Bleeding to death: North Las Vegas should stop nibbling around edges

The city of North Las Vegas, in perpetual fiscal crisis, has an estimated $33.3 million revenue shortfall for the fiscal year that starts July 1. The City Council has a little more than two months to figure out how to cut an awful lot of expenses.

So Mayor Shari Buck met Monday with Clark County Sheriff Doug Gillespie to start talks on North Las Vegas and the Las Vegas Metropolitan Police Department sharing some police services.

Mayor Buck said it was a "productive, positive meeting," but added that merging the police forces was off the table. For his part, Sheriff Gillespie made it clear he's not interested in bailing out North Las Vegas at a discount, saying "I'm not looking to take on any additional responsibilities without adequate resources." The sheriff is fighting his own funding battles to adequately police the city of Las Vegas and unincorporated Clark County.

So the two discussed contracting for jail usage and fatal-crash investigations, among other preliminary proposals.

The recession-ravaged North Las Vegas government is in such sorry shape, the state considered taking over the municipality last year. The city is bleeding to death, and Mayor Buck still isn't sure whether the patient needs to go to the emergency room?

The City Council needs to stop nibbling around the edges of North Las Vegas' fiscal problems and get aggressive. Nothing can be off the table, especially consolidation and outsourcing. If the city doesn't have the resources to open Craig Ranch Regional Park or conduct its own fatal-crash investigations, then the entire operation needs to be rethought.

Merging the city's police force with Metro is worth exploring for the simple fact that Metro is already a merged department, a product of a Las Vegas-Clark County consolidation decades ago. Intergovernmental funding oversight already exists. The North Las Vegas City Council also could contract with private companies to take over everything from recreation center operations to park maintenance.

If North Las Vegas is going to survive as a city, it must start making painful, unpopular decisions. Today.

## What you need to do:
• A. Answer these questions from the piece on North Las Vegas finances:
(i) What is the city's estimated revenue shortfall for the fiscal year that starts July 1?
(ii) According to Mayor Buck, what was off the table?
(iii) What two services did the mayor and the sheriff discuss contracting for?
• B. From the piece on North Las Vegas finances, extract the passage starting with "Bleeding to death: North" and going on through "lot of expenses.".

## Data for analysis:
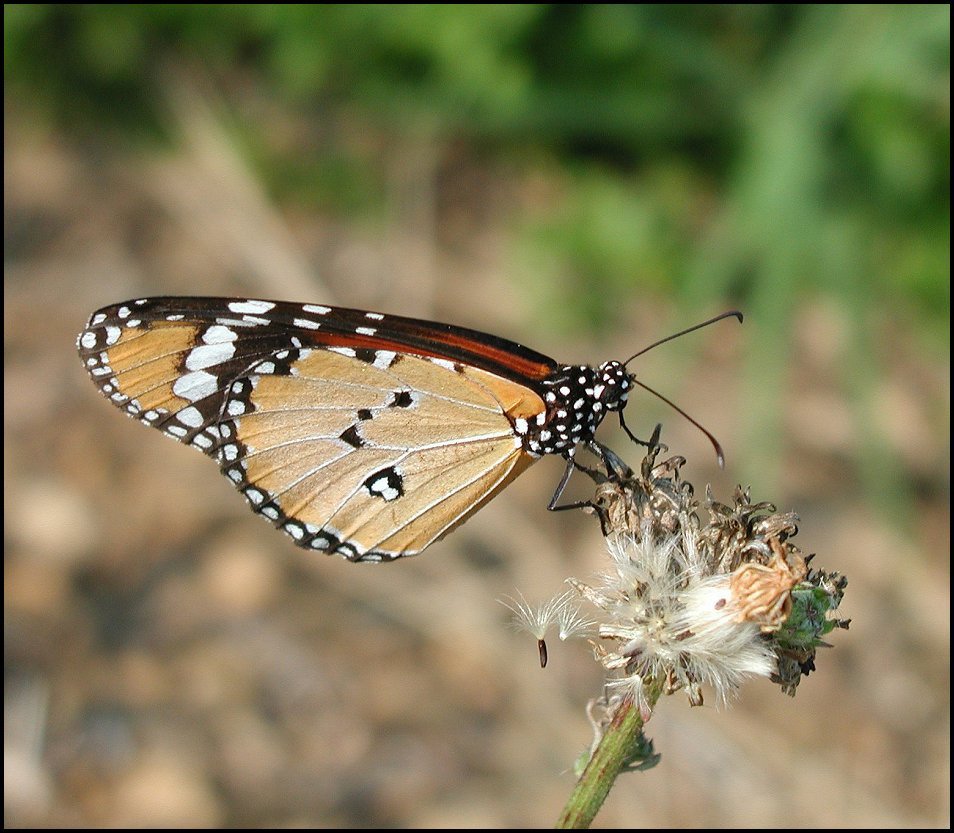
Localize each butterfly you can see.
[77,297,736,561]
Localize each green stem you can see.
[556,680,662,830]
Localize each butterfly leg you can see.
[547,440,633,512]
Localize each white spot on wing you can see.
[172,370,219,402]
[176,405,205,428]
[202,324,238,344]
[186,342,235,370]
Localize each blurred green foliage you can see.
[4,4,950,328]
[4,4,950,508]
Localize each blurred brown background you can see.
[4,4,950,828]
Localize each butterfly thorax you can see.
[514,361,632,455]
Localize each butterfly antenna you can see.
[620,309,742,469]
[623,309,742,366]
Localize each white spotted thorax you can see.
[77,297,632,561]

---

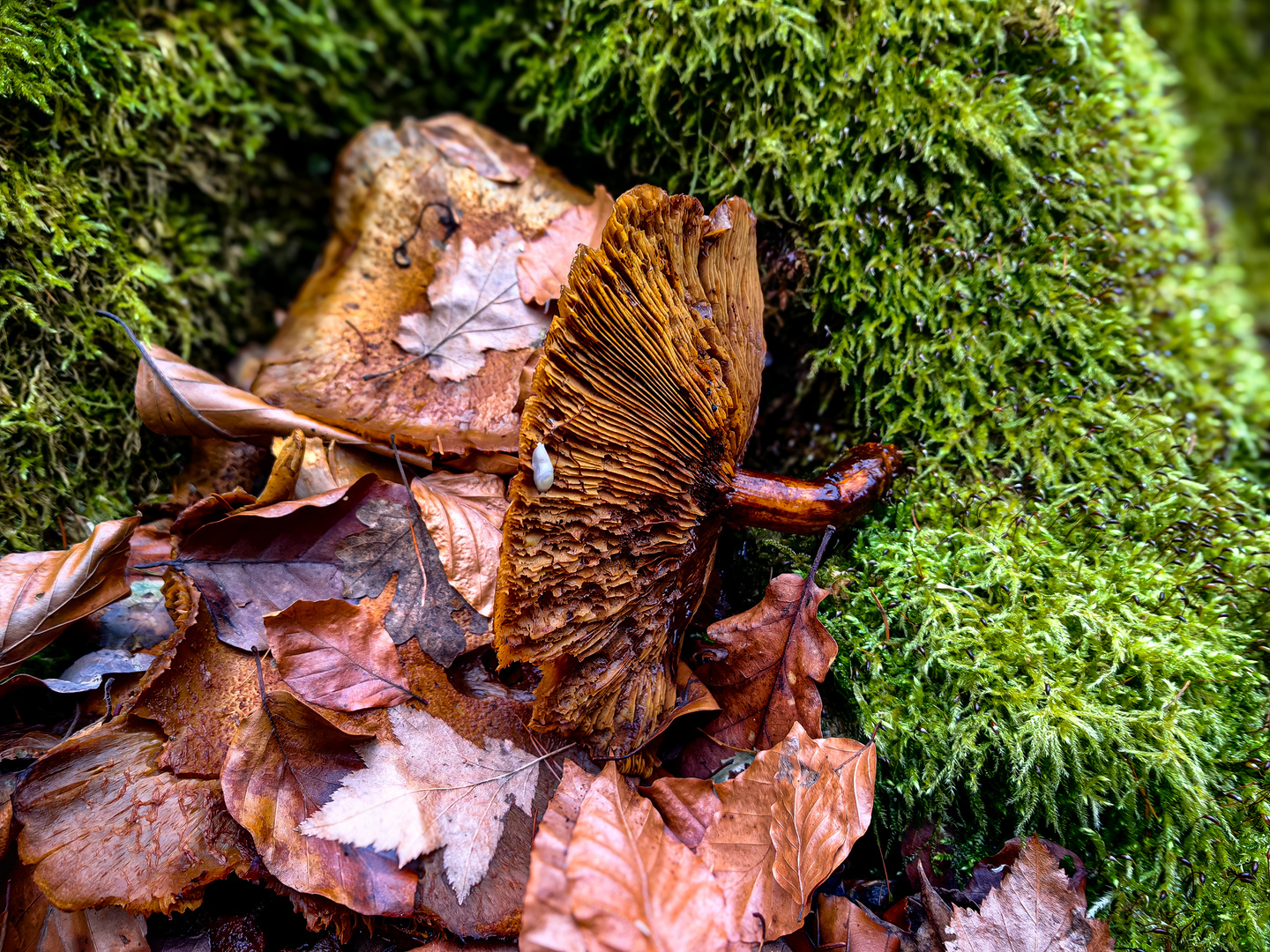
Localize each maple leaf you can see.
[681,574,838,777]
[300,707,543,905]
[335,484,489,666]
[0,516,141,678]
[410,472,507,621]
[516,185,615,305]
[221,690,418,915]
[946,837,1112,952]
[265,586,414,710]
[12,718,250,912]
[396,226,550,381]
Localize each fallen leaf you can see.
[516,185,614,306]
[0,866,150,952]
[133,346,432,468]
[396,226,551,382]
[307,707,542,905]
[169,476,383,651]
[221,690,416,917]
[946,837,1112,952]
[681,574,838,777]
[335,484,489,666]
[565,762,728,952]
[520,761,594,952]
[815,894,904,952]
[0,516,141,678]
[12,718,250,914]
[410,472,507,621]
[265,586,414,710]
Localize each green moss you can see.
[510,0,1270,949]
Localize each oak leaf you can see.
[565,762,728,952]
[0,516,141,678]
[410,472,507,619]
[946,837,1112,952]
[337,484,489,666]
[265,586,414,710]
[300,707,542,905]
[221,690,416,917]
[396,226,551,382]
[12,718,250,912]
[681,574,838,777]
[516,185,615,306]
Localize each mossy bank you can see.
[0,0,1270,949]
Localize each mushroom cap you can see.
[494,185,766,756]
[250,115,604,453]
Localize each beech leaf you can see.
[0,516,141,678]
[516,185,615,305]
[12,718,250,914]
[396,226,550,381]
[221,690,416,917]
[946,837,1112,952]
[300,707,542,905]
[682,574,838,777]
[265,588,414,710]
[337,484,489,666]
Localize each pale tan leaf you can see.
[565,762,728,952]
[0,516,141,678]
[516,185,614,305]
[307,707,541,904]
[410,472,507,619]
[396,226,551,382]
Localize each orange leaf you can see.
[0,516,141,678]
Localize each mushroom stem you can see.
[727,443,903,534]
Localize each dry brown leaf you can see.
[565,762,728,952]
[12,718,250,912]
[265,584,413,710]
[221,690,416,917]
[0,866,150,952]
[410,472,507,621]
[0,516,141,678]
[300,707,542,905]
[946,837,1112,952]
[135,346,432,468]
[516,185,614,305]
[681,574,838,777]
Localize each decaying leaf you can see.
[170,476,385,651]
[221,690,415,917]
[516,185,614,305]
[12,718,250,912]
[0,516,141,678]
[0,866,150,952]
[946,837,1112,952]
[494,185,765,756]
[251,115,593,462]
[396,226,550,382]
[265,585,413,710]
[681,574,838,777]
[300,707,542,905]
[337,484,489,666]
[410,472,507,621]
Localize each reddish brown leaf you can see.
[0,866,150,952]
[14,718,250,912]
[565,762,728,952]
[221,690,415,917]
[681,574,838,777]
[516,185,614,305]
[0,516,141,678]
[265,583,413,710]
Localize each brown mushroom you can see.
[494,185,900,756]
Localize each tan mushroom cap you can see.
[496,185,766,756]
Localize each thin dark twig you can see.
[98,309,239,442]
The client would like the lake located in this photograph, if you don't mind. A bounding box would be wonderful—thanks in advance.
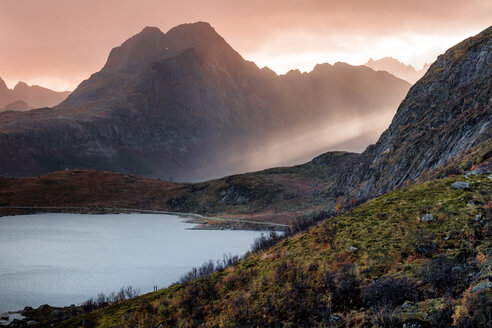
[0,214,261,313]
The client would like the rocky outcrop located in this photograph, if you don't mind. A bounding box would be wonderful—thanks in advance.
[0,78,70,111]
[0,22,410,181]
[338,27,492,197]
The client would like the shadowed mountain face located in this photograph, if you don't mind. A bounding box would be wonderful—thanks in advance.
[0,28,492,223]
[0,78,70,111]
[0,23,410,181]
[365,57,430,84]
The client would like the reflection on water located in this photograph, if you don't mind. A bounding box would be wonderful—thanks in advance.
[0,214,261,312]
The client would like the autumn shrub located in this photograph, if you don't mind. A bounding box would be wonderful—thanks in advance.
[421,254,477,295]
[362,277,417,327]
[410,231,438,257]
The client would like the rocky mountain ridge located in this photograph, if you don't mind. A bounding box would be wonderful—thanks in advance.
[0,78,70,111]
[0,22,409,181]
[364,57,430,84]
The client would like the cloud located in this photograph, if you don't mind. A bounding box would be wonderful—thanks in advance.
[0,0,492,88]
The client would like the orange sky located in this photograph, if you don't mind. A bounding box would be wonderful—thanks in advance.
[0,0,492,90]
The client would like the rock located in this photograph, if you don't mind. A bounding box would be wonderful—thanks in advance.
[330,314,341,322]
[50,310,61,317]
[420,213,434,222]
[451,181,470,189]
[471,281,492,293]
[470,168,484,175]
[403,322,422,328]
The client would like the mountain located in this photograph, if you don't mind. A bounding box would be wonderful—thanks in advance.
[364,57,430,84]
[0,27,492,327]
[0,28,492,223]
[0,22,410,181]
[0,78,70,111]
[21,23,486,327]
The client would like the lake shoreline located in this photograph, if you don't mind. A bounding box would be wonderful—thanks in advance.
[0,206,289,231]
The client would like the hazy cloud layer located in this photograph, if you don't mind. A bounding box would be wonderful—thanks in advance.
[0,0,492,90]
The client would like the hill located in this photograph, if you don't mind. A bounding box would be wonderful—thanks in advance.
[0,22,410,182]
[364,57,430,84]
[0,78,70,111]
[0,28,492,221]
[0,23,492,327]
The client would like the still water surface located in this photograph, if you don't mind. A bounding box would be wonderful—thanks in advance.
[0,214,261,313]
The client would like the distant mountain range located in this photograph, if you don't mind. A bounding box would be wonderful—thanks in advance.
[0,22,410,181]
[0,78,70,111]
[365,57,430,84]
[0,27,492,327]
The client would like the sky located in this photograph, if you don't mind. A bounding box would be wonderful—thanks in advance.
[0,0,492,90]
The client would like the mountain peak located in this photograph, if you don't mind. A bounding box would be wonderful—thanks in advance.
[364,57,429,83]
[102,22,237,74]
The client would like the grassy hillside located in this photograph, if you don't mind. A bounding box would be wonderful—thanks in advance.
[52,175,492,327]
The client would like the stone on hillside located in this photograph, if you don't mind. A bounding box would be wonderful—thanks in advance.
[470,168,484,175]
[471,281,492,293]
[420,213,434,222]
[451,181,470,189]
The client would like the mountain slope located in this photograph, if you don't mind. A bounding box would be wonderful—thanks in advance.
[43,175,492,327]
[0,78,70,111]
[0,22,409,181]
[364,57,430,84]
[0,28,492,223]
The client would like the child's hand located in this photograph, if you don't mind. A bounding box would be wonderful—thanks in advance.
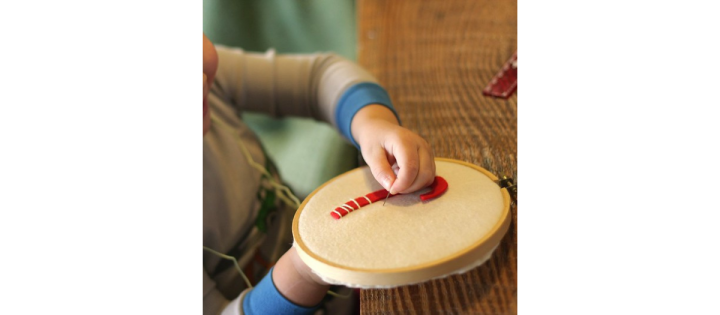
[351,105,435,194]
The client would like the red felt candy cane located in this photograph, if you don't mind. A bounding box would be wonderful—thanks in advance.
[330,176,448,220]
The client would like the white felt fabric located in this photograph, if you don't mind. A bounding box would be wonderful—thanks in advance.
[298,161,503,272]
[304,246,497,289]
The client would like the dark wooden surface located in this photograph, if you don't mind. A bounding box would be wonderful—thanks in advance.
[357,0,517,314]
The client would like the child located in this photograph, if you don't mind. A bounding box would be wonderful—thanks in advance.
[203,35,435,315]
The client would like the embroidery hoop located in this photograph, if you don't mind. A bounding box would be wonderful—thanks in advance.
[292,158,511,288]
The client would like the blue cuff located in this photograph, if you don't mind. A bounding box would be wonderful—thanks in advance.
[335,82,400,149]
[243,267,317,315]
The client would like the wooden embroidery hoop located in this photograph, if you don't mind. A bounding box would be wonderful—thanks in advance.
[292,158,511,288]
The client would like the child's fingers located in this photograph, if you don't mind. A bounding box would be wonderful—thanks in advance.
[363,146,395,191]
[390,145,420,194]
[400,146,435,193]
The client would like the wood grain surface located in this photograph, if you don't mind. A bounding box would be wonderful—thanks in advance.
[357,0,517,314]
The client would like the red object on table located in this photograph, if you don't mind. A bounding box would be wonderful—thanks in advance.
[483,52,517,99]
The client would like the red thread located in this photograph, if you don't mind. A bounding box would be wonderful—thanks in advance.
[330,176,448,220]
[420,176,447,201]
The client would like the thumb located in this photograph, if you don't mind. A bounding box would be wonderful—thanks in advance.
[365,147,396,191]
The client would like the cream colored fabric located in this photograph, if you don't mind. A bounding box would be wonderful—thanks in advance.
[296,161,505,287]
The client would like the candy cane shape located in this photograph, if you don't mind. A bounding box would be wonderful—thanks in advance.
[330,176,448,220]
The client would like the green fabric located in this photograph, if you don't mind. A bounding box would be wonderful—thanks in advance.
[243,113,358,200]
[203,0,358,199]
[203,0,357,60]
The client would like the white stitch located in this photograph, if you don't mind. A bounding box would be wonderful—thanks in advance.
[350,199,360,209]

* * *

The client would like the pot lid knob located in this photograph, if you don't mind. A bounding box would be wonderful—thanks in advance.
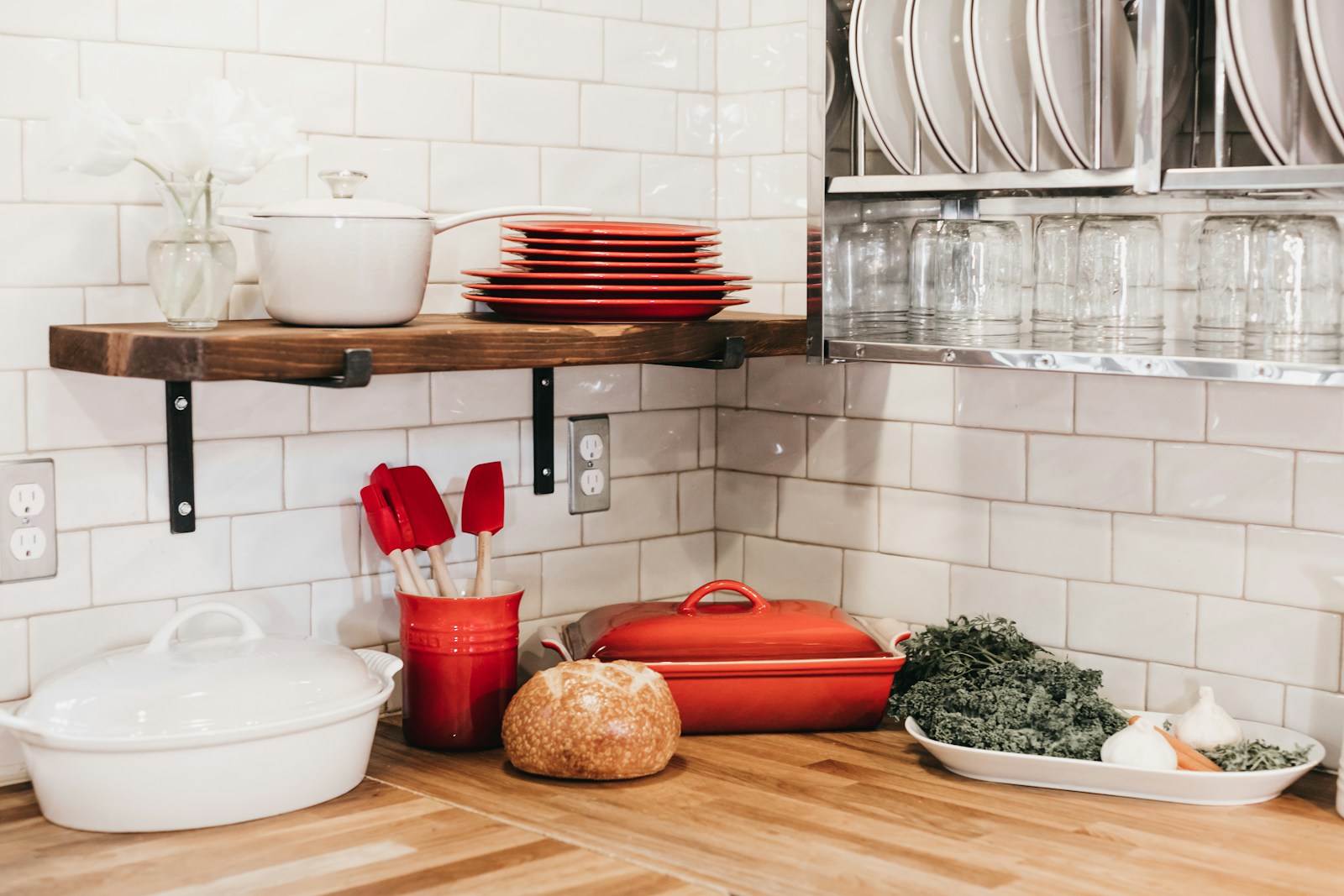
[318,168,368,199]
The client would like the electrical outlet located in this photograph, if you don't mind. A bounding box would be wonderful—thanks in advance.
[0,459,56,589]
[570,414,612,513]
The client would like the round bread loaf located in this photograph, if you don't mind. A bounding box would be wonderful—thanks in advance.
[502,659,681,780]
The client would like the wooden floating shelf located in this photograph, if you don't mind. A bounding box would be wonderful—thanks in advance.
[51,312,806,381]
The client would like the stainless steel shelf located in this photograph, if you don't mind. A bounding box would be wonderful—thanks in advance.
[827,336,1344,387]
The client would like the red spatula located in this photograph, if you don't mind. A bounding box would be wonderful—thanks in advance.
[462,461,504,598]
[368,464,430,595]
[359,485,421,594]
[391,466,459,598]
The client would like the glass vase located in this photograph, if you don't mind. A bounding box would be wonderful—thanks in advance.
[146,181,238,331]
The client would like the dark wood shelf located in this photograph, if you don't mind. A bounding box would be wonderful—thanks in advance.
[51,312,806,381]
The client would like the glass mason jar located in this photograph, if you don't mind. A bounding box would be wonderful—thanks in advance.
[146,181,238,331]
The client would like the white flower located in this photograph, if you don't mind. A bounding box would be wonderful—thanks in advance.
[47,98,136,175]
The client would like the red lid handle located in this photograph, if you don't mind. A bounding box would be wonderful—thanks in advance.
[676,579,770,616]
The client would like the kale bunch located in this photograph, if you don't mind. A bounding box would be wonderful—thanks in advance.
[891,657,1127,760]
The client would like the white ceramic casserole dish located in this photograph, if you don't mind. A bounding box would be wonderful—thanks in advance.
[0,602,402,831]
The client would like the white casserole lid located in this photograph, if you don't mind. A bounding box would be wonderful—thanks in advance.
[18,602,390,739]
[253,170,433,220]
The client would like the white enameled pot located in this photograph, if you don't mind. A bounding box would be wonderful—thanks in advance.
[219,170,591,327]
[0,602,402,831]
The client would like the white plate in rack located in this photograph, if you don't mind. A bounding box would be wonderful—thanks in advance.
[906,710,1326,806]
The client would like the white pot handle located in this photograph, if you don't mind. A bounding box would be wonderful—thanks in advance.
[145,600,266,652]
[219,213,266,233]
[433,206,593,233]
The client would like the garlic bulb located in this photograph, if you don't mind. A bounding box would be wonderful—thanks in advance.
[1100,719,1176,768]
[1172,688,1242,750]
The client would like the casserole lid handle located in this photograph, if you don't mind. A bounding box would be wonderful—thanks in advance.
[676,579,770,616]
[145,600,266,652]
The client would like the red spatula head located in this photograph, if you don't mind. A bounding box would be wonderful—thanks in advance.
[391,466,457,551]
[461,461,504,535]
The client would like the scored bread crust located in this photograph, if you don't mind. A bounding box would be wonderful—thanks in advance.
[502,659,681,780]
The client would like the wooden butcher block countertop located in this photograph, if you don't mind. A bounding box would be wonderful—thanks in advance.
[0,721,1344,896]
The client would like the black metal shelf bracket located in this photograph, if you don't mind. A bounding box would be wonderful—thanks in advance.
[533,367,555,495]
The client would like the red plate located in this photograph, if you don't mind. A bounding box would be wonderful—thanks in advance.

## Task results:
• A.
(i) $33.3 million
(ii) Merging the police forces
(iii) Jail usage and fatal-crash investigations

• B.
Bleeding to death: North Las Vegas should stop nibbling around edges

The city of North Las Vegas, in perpetual fiscal crisis, has an estimated $33.3 million revenue shortfall for the fiscal year that starts July 1. The City Council has a little more than two months to figure out how to cut an awful lot of expenses.